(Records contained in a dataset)
--------

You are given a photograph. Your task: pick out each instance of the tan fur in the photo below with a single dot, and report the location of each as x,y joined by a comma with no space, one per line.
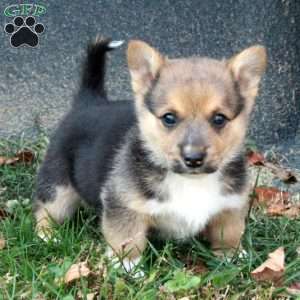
195,89
226,229
63,205
141,54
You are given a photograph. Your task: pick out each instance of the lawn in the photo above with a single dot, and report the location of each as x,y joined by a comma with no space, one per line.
33,269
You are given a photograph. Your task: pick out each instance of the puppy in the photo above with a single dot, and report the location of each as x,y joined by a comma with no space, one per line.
171,161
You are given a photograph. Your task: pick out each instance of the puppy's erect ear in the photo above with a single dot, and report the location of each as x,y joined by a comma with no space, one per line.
247,68
144,63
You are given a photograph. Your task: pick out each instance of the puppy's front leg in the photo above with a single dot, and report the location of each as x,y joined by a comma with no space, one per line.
225,230
125,231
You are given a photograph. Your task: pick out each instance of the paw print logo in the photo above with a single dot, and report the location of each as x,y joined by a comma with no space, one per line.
24,32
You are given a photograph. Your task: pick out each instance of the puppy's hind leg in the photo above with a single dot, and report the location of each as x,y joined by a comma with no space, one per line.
55,198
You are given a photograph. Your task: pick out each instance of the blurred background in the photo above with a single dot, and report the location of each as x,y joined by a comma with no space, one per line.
37,84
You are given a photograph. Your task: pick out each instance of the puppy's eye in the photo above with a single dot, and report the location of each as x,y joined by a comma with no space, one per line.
219,120
169,119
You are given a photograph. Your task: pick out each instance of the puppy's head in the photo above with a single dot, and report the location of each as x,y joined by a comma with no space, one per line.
193,112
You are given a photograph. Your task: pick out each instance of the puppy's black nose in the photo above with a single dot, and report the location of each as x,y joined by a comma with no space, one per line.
193,158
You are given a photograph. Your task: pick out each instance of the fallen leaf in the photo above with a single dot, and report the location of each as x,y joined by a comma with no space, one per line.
294,289
195,266
89,296
2,242
77,271
255,158
270,194
3,214
283,174
284,210
7,160
272,269
24,156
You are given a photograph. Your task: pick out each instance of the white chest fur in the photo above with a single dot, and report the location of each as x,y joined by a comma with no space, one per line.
192,201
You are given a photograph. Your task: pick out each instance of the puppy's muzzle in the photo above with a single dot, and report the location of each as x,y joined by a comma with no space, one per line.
193,157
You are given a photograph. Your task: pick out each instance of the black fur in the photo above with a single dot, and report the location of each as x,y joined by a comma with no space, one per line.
145,173
83,146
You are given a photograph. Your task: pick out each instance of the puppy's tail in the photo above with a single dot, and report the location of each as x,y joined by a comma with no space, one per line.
94,66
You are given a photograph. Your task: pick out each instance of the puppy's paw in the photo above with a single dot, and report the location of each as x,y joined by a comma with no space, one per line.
45,233
229,254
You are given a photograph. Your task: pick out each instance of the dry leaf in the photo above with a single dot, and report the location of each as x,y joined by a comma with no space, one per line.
283,174
197,267
89,296
270,194
2,242
8,160
24,156
294,289
290,211
272,269
255,158
3,214
76,271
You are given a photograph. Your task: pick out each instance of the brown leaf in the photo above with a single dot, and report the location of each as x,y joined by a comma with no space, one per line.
283,174
272,269
270,194
2,242
294,288
255,158
89,296
290,211
24,156
197,267
3,214
77,271
8,160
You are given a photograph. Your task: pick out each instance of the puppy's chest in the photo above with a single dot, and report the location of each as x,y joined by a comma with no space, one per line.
188,204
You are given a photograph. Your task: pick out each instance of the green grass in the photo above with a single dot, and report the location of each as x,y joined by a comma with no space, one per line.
33,269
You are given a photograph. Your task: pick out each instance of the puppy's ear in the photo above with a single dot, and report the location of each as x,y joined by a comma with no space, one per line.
144,63
247,68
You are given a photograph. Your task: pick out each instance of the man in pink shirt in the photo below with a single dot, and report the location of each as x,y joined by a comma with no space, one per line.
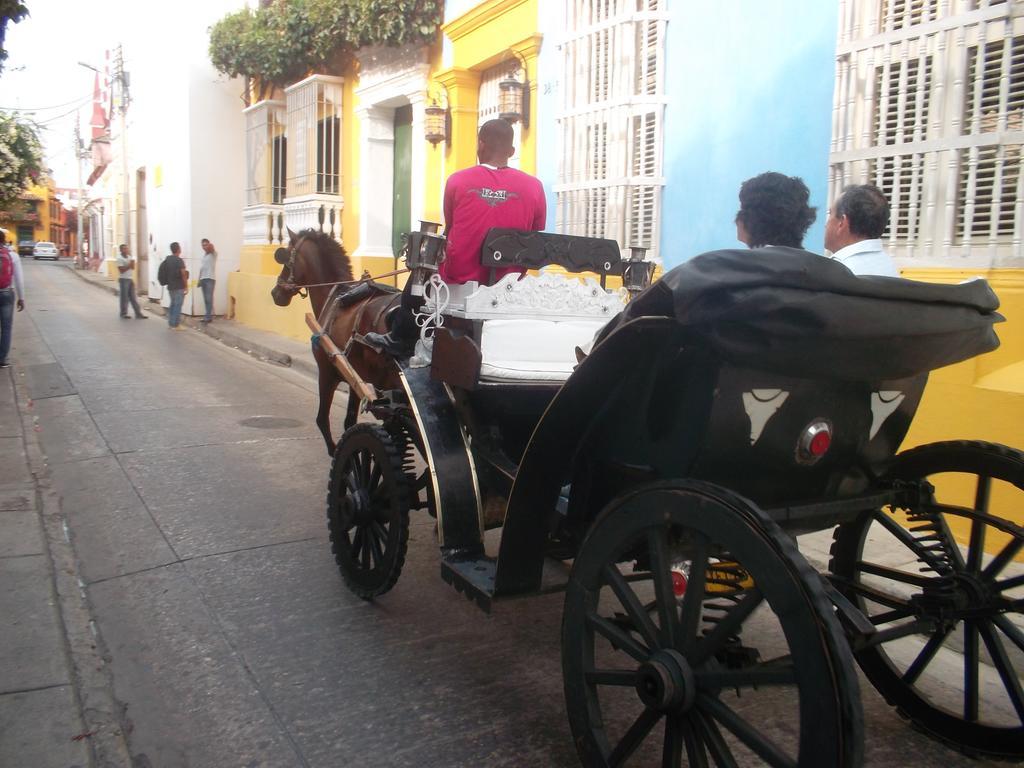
476,199
485,196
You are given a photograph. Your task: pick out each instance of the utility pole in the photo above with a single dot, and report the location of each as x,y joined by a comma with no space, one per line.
122,78
79,156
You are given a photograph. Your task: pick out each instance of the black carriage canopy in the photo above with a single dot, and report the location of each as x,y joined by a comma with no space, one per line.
794,312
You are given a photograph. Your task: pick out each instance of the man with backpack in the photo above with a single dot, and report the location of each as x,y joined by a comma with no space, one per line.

--------

Problem statement:
Reproduce the entries above word for word. Pictures stay out.

Task answer:
You are given a photograph. Your task: pick out each instance of the tan fur in the photo below with a single dot, and report the location of each as x,y joined by a comma with no space, one per line.
195,89
226,229
63,205
141,54
You are given a photograph. Your task: pick out each instance of the lawn in the photo above with a single dot, and report the location of each as x,y joined by a comma with no space, one per line.
33,269
You are given a photograph. Your task: pick out each instance of the puppy in the photo above with a single dot, and report the location of each as x,y joined by a comma with no space, one per line.
171,161
You are given a photograph. Your task: pick out each instance of the puppy's erect ear in the photo above with a single dot, and report the location of each as x,y joined by a comma with no space, one per line.
247,68
144,63
You are given a photograph. Your task: pick out each instance of the puppy's front leg in the photo above with a single dot, and report the location of each as x,y joined by a comma with no space, one per line.
225,230
125,231
You are given a photograph. Your task: pick out each instance of the paw print logo in the photo above with a single dot, and report the location of each as x,y joined by a comma with no space, one per line.
24,32
You are given a photograph. Your task: pick out each instance of the puppy's hind leg in the photo above with a single dot, and report the location of each as x,y joined by a comma with no space, one per line.
55,198
You are given a photograph. Your task: pick out each instance of the blurred background in the photo above with a single dot, and report the location of each as x,y joined by a comma with no space, one per line.
37,84
You are given a photograph. Your task: pick out each instance of the puppy's eye in the photo above with a single dot, and report the location of each as x,y joined by a comma with no space, one per line.
219,120
169,119
You are given a photograph. Your task: pick out each instance of the puppy's head in the photo above with a single dot, and report the location of each as x,y joined by a comma with no space, one per line.
193,112
You are given a photograph. Your task: pick out each instance of the puppy's black nose in the photo above with a single dot, and report the location of each as x,y joined by a comma with no space, one per line.
193,158
You are given a photograph. Your task: pick out each instance of the fallen leaf in the photo above with a single dot, and report the location of each as x,y joined by a comma with no space, one per line.
294,289
195,266
89,296
2,242
77,271
255,158
270,194
3,214
283,174
284,210
7,160
272,269
24,156
You are given a photograph. Your task: pick out each instance of the white chest fur in the photo above with a single dot, and report the location of each as x,y joined by a comma with no space, one per line.
192,201
You are given a photograph. Your task: pick out each instance of the puppy's muzzle in the photo above with a single dot, and report the location of each as x,y joined by a comma with no space, one per line.
193,157
You are given a photograph. Your task: pick out each instance of the black fur in the photo above with a single dot, and report the location of each as x,y joined by a comma with no space, one per line.
145,173
83,146
You are given a photograph. Your task: pick out each instance of the puppy's tail in the photo above with a single dot, and report the location of each as x,y joined by a comma with no space, one per line.
94,66
You are given a photograph. Your task: pick out each instance of the puppy's paw in the photo above with a single dot, and report the location of each as x,y joined by a comma with no space, one per line.
45,233
229,254
You are given a photograph. Your task: pick out each instance of the dry leaf in the photo above with a single dot, and report the location of each as x,y joined by a comma with no space, one per line.
283,174
197,267
89,296
270,194
2,242
8,160
24,156
294,289
290,211
272,269
255,158
3,214
76,271
You are given a photograph. Your task: pick out each instance of the brown leaf in the photo above with a single dot, and report the location of each as x,y joined by a comma with no space, one per line.
283,174
272,269
270,194
2,242
294,288
255,158
89,296
290,211
24,156
197,267
3,214
77,271
8,160
You are given a photograph. Your task: pick out each instance of the puppy's chest in the photo above with a single dot, and report the location of each as x,y joined by a comma with no space, one per line.
188,204
You are given a photograph. Your task: pick out each instance of the green grass in the photo above with a single dot, and report the location of each as x,y joined by a comma with no space, one per line.
33,269
You are given a photograph. Your task: pick out each instance of the puppy's ear in the photo above with a single dot, and report the location of each as x,y joined by a comma with no space, one per line.
144,63
247,68
You are given a photograph. Your task: pick out each instance of the man in pink shirt in the photo below with a single dot, and report the location of each as x,y joined by a comma with no space, one per line.
476,199
485,196
You are given a photograph. Your task: pick out each instance of the utility pole in the photo above with a single dot, and report the location of each as x,y joined by a comma with no space, one per line.
122,78
79,156
You are given a photograph. Your task: pick out each instance of the black carriage canopy in the photo above with a single dot, and report the location of each as x,y joined by a comma with no space, one per line.
794,312
You are given a photograph. Your task: pick out each instance of the man with backpack in the photo above with a single dot, and report the location of each as x,y joined by a comma with no space, one per line.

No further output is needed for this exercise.